_Activity 1_
Name every place or organization that the blog post on church life mentions by its proper name.
_Activity 2_
From the blog post on church life, reproduce word for word the part that opens with the words containing "In the early" and closes with "a qualifying factor).".

_Quoted passage_
This post continues a series entitled intersections. As I reflect on my life’s journey, various intersections along the way come to mind. My ambition was for a straight and narrow path. but,  that’s not how life goes.


In the early years of our marriage, our religious experience was mostly characterized by regular church attendance. The demands of small children and irregular shift work impeded the kind of church involvement we had experienced growing up in our respective families.

Moving to Louisville in 1964 we joined (placed membership) the Okolona Church of Christ. Our pattern of regular church attendance and nominal involvement continued until the arrival of a new minister and his family. We were immediately drawn to them and they became our surrogate family. That influence, plus the encouragement of the educational minister, led to some teaching opportunities ( my 2 years of Christian college education was a qualifying factor).

I experienced an emergence of religious fervor fueled, in part by the guilt of youthful indiscretions, abandonment of faithfulness (sins of omission and commission),  mixed with a desire to be a good Christian. Also, there was the fear of going to hell.

As a result, I dedicated myself to correcting my life and trying to do everything possible to be a good Christian. Those days were exhilarating. I was a rising religious star.

During that time I was particularly convicted that Jesus calls us to help the poor and disadvantaged.  I became aware of a need at the East End Boy’s Club in downtown Louisville. They were in need of coaches for youth football on Saturdays. I signed up and was pleased to find an opportunity for ministry that was also fun and rewarding.

_Information supplied_
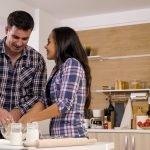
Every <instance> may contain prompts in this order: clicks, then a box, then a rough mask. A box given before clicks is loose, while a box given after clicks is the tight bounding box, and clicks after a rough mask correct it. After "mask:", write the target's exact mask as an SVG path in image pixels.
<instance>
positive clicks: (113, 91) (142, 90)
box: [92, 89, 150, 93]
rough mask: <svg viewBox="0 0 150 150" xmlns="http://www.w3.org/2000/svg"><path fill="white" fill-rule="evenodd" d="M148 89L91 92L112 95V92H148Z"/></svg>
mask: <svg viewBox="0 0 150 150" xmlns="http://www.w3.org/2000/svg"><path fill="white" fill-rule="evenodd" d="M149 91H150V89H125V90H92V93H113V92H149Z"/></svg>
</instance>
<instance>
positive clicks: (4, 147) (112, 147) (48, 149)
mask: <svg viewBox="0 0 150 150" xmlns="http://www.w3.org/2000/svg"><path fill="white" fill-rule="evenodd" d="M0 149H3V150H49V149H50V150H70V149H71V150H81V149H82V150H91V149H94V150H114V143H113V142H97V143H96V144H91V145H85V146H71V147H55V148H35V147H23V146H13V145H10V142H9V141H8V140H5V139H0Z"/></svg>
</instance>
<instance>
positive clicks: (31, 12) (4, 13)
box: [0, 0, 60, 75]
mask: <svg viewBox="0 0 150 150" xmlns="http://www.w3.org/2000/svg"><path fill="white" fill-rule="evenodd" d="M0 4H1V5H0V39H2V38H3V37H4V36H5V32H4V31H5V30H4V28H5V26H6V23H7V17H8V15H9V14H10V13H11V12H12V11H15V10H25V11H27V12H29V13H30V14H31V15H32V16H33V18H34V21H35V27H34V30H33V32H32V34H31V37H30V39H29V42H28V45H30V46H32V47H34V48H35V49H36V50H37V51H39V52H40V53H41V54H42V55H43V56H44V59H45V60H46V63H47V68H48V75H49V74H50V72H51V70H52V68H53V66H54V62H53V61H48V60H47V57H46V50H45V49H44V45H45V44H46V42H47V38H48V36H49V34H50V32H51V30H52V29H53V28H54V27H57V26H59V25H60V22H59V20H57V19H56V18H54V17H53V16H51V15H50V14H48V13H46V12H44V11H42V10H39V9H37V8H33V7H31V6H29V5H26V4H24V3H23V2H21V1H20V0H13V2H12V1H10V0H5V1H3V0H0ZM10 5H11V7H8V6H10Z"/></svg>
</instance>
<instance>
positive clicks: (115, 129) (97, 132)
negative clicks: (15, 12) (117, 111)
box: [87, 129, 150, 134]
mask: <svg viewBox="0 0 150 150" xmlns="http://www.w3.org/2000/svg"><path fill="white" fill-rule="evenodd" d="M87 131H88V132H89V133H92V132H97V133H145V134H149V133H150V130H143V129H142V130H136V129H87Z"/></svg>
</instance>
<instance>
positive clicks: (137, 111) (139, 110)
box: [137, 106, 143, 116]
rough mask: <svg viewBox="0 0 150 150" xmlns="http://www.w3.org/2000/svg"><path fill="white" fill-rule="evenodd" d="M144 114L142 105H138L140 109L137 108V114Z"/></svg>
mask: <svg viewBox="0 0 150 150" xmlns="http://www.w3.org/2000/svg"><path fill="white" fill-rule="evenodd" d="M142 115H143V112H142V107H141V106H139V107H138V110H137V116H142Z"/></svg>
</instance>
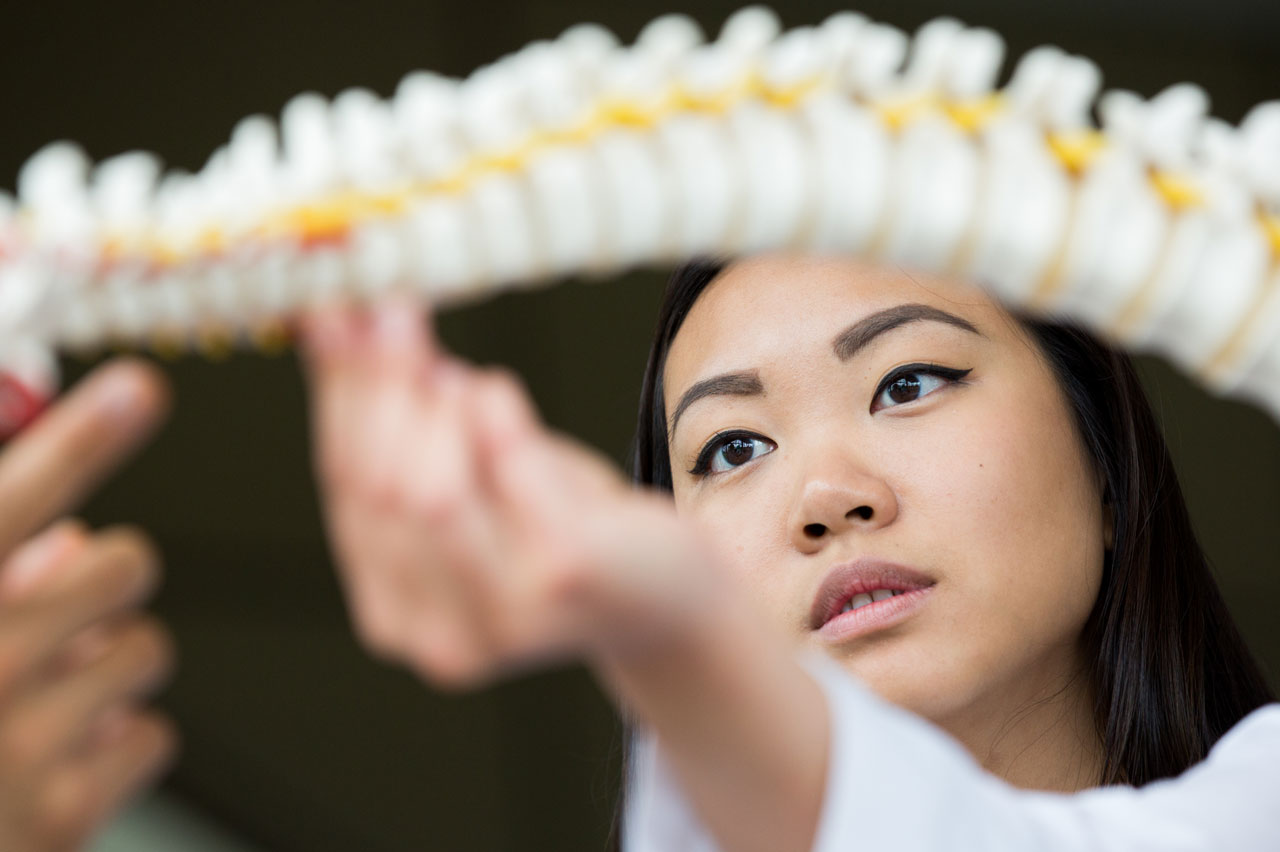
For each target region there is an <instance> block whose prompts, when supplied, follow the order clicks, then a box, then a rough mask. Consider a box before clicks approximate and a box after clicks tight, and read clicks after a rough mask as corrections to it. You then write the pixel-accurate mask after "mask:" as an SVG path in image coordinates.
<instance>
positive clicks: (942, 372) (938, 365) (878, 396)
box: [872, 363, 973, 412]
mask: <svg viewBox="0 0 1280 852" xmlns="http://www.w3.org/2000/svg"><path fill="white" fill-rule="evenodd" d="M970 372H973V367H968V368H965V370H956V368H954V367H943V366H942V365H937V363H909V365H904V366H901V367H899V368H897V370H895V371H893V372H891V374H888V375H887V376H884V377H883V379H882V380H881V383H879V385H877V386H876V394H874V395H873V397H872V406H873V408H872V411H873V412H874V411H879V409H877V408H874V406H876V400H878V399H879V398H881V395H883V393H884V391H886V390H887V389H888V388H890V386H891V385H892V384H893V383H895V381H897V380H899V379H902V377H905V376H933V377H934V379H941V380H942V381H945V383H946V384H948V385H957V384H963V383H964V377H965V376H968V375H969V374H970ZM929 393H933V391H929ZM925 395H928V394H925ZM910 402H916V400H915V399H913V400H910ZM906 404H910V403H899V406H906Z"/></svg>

--

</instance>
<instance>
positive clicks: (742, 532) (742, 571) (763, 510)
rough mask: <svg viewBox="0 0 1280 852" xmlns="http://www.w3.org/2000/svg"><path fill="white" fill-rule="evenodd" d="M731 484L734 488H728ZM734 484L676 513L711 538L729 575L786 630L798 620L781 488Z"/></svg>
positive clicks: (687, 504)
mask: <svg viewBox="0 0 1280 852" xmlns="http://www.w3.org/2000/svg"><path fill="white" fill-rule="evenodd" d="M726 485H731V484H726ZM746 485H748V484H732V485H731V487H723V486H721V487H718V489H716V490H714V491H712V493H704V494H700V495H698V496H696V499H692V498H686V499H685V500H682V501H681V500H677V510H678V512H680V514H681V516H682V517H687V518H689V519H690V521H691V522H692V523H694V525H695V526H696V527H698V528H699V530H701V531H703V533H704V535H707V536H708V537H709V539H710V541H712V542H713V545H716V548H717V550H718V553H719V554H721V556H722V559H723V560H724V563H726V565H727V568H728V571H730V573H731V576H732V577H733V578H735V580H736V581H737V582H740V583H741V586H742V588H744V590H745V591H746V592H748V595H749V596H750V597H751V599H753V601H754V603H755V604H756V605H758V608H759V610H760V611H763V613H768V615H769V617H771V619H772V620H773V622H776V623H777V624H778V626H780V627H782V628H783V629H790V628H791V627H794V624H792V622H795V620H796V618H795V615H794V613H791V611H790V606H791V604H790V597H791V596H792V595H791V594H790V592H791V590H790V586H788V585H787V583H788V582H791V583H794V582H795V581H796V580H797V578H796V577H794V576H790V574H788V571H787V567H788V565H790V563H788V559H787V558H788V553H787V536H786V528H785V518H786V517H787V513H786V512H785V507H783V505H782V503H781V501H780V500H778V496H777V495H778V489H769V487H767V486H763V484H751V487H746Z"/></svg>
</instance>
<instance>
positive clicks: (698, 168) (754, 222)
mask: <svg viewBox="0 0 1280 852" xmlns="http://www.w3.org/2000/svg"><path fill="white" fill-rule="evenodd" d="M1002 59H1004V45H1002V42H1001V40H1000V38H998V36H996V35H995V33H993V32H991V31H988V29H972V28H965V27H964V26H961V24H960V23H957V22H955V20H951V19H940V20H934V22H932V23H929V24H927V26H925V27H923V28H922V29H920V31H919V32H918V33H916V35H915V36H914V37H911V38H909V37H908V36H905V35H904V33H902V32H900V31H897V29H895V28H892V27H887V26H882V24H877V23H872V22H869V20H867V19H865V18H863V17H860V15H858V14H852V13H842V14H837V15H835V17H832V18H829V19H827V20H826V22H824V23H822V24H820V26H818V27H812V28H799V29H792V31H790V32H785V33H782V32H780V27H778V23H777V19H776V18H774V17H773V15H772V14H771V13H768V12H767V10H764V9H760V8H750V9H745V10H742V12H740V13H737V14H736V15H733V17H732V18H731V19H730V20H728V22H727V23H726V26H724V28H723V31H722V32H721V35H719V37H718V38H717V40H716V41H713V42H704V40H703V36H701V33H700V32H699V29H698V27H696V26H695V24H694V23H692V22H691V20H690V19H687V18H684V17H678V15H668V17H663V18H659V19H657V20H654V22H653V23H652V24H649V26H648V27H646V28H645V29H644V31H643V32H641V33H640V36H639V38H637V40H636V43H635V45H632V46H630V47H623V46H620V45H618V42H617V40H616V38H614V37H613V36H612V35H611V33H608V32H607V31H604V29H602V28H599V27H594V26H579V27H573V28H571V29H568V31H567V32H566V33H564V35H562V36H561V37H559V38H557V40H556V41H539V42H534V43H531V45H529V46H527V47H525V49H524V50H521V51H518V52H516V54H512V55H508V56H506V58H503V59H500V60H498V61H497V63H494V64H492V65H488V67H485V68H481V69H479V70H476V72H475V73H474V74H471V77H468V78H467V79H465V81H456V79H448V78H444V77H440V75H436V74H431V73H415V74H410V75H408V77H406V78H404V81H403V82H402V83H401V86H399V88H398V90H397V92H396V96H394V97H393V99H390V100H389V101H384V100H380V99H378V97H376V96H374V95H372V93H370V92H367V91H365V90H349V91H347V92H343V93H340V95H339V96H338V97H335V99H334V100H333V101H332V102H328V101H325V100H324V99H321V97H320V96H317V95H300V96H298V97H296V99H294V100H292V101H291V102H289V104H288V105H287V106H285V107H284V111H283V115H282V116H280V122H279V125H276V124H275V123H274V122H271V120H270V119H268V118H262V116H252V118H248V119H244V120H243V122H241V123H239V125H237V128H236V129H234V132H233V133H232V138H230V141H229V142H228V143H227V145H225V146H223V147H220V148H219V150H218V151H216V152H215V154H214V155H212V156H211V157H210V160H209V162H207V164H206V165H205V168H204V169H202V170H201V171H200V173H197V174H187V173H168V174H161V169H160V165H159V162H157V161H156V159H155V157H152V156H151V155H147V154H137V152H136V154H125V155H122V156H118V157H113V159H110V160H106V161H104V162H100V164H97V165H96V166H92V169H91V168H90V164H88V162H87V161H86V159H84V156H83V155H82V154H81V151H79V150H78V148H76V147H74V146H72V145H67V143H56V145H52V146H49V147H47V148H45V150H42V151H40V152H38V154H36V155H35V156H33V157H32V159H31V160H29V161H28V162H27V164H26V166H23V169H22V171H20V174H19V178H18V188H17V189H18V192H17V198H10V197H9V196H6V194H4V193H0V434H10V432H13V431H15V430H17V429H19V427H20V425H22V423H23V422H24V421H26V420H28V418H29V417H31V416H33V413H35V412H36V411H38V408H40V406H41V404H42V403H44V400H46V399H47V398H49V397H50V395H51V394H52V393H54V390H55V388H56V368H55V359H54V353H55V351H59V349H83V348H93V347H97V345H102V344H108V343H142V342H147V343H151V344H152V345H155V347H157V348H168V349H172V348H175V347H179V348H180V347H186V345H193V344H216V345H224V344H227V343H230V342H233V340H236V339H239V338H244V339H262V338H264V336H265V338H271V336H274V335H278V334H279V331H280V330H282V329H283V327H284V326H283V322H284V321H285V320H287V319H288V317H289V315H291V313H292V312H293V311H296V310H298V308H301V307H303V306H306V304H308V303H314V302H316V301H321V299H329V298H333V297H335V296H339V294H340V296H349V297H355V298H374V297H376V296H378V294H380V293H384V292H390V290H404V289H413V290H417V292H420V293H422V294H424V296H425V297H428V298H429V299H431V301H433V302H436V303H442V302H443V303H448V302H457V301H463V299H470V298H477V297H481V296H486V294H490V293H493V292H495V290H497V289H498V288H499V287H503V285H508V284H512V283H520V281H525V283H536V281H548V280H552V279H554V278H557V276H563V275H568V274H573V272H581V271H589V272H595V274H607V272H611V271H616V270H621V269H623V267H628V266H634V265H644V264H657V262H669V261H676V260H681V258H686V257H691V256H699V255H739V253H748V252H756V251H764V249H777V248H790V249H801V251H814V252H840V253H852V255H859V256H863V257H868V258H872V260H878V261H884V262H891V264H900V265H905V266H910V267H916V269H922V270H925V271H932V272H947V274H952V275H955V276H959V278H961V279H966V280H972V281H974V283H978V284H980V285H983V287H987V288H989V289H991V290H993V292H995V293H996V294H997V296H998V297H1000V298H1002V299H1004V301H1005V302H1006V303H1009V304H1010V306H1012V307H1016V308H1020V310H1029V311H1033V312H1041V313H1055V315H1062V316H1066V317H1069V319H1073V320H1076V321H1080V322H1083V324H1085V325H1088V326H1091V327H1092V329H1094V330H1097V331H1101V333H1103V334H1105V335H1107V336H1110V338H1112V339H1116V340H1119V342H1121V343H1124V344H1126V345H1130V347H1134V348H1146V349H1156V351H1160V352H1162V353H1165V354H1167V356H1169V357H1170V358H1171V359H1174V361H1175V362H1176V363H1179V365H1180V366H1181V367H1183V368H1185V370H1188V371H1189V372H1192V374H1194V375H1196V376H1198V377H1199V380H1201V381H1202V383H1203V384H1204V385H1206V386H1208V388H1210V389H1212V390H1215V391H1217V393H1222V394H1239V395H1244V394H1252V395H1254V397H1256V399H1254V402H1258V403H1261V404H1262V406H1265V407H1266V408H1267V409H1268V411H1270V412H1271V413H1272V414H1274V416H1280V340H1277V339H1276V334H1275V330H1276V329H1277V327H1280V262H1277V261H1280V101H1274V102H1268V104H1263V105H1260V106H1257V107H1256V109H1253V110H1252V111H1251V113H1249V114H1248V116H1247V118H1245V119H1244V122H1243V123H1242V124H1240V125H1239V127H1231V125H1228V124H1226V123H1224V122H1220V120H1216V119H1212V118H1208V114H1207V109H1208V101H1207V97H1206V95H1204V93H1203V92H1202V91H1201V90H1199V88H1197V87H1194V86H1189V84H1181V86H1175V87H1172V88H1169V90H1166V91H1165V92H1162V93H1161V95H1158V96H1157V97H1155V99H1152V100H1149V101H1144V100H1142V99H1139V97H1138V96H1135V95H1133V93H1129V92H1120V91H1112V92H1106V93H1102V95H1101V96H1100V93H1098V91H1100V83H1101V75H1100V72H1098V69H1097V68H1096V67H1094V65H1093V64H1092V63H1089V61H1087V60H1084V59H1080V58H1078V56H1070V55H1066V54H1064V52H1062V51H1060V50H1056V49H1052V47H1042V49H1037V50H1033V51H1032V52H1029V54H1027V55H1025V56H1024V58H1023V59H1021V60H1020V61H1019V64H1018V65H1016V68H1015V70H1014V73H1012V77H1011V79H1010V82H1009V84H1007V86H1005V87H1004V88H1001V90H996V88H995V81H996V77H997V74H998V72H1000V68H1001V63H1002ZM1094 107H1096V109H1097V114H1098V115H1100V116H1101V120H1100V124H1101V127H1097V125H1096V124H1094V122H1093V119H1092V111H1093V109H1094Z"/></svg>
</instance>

_Response box 1_
Louisville, the Okolona Church of Christ, and the East End Boy’s Club

_Response box 2_
In the early years of our marriage, our religious experience was mostly characterized by regular church attendance. The demands of small children and irregular shift work impeded the kind of church involvement we had experienced growing up in our respective families.

Moving to Louisville in 1964 we joined (placed membership) the Okolona Church of Christ. Our pattern of regular church attendance and nominal involvement continued until the arrival of a new minister and his family. We were immediately drawn to them and they became our surrogate family. That influence, plus the encouragement of the educational minister, led to some teaching opportunities ( my 2 years of Christian college education was a qualifying factor).